● **과제 요구사항**
1. 본문 발췌에 있는 "일단 employee 테이블의 전체 데이터가 출력되는 쿼리를 실행시켰다"라는 문장을 영어로 옮기세요.
2. 본문 발췌의 설명에 따르면 EXPLAIN 결과에서 key 항목은 무엇을 나타내나요?

── 본문 발췌

MySQL Select 쿼리 실행 순서 알아보기(feat. EXPLAIN, ANALYZE)

320x100

조금은 쉬운 Q&A일수도 있다

하지만 종종 면접에도 나오는 질문이기때문에 손으로 직접 실행해보면서 알아보기로 한다

Q. SELECT 쿼리문 실행 순서

일단 개발자의 숙명: 검색을 이용하면 결과는 이렇게 나온다

(요즘엔 구글링에서 프롬프팅으로 넘어가는 추세이지만...)

FROM AND JOIN

🔽

WHERE

🔽

GROUP BY

🔽

HAVING

🔽

SELECT

🔽

ORDER BY

🔽

LIMIT

테스트 테이블 & 데이터 준비

일단 이걸 검증하기 위한 employee, department_info 테이블 2개를 만들었다

예제 쿼리

이런 느낌들로 쭉 쿼리를 실행해볼 예정이다

/* FROM */
SELECT *
FROM employee;

일단 employee 테이블의 전체 데이터가 출력되는 쿼리를 실행시켰다

* 쿼리 실행결과가 에디터 내부에 나오도록 설정을 바꿔놨다

혹시라도 위처럼 설정하고 싶으신 분들은 2024.3 버전 기준으로 저곳을 찾아가서 체크하면 된다

/* WHERE */
SELECT *
FROM employee
WHERE salary > 3000;

/* GROUP BY */
SELECT department, COUNT(*) AS employee_count
FROM employee
WHERE salary > 3000
GROUP BY department;

/* HAVING */
SELECT department, COUNT(*) AS employee_count
FROM employee
WHERE salary > 3000
GROUP BY department
HAVING COUNT(*) > 1;

급여가 3000(만원) 이상인 직원수를 부서별로 집계하면서 2명 이상인 결과

사실 결과는 똑같다. HAVING의 조건을 > 1에서 > 2로 바꾸면 달라지겠지만 그냥 임시로 이렇게 해봤다

/* ORDER BY */
SELECT department, COUNT(*) AS employee_count
FROM employee
WHERE salary > 3000
GROUP BY department
HAVING COUNT(*) > 1
ORDER BY employee_count;

급여가 3000(만원) 이상인 직원수를 부서별로 집계하면서 2명 이상인 결과에서 사원수로 오름차순

/* LIMIT */
SELECT department, COUNT(*) AS employee_count
FROM employee
WHERE salary > 3000
GROUP BY department
HAVING COUNT(*) > 1
ORDER BY employee_count
LIMIT 2;

급여가 3000(만원) 이상인 직원수를 부서별로 집계하면서 2명 이상인 결과에서 사원수로 오름차순한 결과 중 2개만 조회

분석

/* EXPLAIN */
EXPLAIN
SELECT department, COUNT(*) AS employee_count
FROM employee
WHERE salary > 3000
GROUP BY department
HAVING COUNT(*) > 1
ORDER BY employee_count
LIMIT 2;

Explain을 사용한 Optimizer가 예측한 MySQL 실행 계획 보기. 보기 어려우므로 json 뷰로 바꿔봤다

여기에서 주로 봐야할 건 type, possible_keys, key, Extra를 보면 될 것 같다

type: 테이블을 접근하는 방식. 성능에 중요한 요소
possible_keys: 쿼리에서 사용할 수 있는 인덱스 목록
key: 실제로 선택된 인덱스
Extra: 옵티마이저가 SQL 쿼리를 분석한 후의 실행 계획을 수립한 과정 중 추가적인 작업에 대한 설명

결과를 분석해보면

type: "ALL" <- 테이블 전체 탐색(Table Full Scan)

────
── 표시된 항목

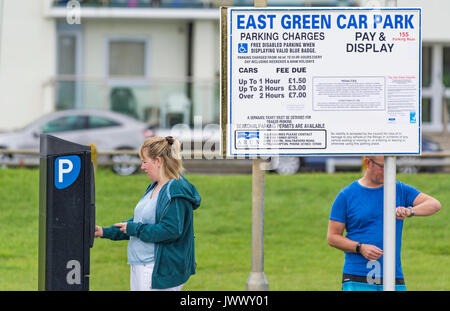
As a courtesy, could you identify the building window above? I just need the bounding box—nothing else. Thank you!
[445,98,450,124]
[442,47,450,87]
[108,40,146,77]
[422,98,431,123]
[422,46,432,87]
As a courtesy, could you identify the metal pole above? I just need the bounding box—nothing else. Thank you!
[247,0,269,291]
[383,0,397,291]
[247,158,269,291]
[383,157,396,291]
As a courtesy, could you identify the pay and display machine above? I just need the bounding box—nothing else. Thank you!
[38,135,95,291]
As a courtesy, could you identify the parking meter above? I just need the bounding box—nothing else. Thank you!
[38,135,95,290]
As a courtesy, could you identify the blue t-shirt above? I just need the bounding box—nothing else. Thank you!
[330,181,420,278]
[127,190,159,264]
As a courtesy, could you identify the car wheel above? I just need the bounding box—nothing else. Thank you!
[0,148,12,168]
[111,149,139,176]
[275,157,300,175]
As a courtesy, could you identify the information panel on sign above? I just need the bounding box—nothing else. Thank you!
[221,7,422,156]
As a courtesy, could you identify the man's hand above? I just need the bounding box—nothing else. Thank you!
[114,222,127,234]
[360,244,383,260]
[94,226,103,238]
[395,206,411,220]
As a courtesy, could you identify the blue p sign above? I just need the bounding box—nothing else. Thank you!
[55,155,81,189]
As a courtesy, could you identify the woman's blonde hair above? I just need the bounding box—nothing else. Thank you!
[139,136,183,179]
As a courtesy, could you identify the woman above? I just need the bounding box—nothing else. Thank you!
[95,136,201,290]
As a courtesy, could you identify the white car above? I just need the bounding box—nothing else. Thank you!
[0,109,154,175]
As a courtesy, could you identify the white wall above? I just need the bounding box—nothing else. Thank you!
[0,0,56,131]
[82,19,188,121]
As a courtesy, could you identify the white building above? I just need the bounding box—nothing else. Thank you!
[0,0,450,147]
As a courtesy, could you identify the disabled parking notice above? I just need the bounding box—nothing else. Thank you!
[221,7,422,156]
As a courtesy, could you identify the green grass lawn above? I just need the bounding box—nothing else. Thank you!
[0,169,450,291]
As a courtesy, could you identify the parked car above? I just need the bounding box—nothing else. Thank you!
[274,136,442,175]
[0,109,154,175]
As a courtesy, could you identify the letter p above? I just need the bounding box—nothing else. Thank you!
[58,159,73,183]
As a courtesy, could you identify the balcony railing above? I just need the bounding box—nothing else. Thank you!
[53,0,355,8]
[48,75,220,128]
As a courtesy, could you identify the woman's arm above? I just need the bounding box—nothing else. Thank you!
[94,218,133,241]
[121,198,187,243]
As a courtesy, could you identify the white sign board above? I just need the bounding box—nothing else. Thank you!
[222,7,421,156]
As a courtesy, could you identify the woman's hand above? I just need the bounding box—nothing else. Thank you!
[114,222,127,234]
[94,226,103,238]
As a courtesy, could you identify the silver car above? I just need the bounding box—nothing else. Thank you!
[0,109,154,175]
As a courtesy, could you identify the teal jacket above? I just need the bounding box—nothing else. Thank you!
[103,175,201,289]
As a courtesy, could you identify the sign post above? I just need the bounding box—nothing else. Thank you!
[247,0,269,291]
[221,1,422,288]
[383,0,397,291]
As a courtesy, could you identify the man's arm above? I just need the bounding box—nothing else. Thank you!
[327,219,383,260]
[413,193,441,216]
[397,193,441,219]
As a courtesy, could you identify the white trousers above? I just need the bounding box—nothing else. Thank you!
[130,264,184,291]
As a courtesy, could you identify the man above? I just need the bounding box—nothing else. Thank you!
[327,156,441,290]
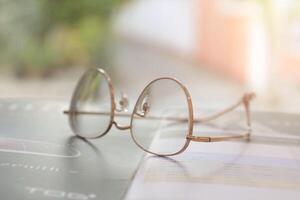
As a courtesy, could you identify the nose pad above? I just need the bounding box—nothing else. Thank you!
[136,97,150,117]
[116,92,129,112]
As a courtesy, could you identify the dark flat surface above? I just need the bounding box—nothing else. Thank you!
[0,100,143,200]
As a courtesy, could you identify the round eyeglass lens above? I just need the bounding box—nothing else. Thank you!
[131,78,192,156]
[70,69,112,138]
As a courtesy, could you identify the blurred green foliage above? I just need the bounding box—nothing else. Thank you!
[0,0,124,76]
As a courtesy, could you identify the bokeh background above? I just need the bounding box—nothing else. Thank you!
[0,0,300,112]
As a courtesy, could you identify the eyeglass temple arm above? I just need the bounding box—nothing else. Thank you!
[64,93,255,127]
[187,92,255,142]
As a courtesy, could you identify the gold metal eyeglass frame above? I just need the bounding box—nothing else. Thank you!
[64,68,255,156]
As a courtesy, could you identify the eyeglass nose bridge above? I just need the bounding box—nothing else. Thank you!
[112,121,131,130]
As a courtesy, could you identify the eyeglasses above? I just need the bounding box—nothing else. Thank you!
[64,68,255,156]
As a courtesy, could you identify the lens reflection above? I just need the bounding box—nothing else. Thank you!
[70,69,112,138]
[131,78,192,155]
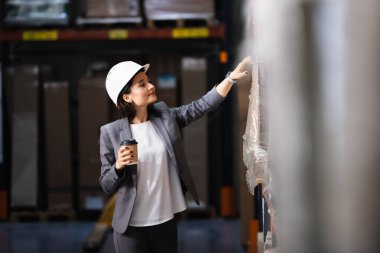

────

● **결과**
1. First, I ran a query that outputs all the data in the employee table.

2. 실제로 선택된 인덱스를 나타냅니다.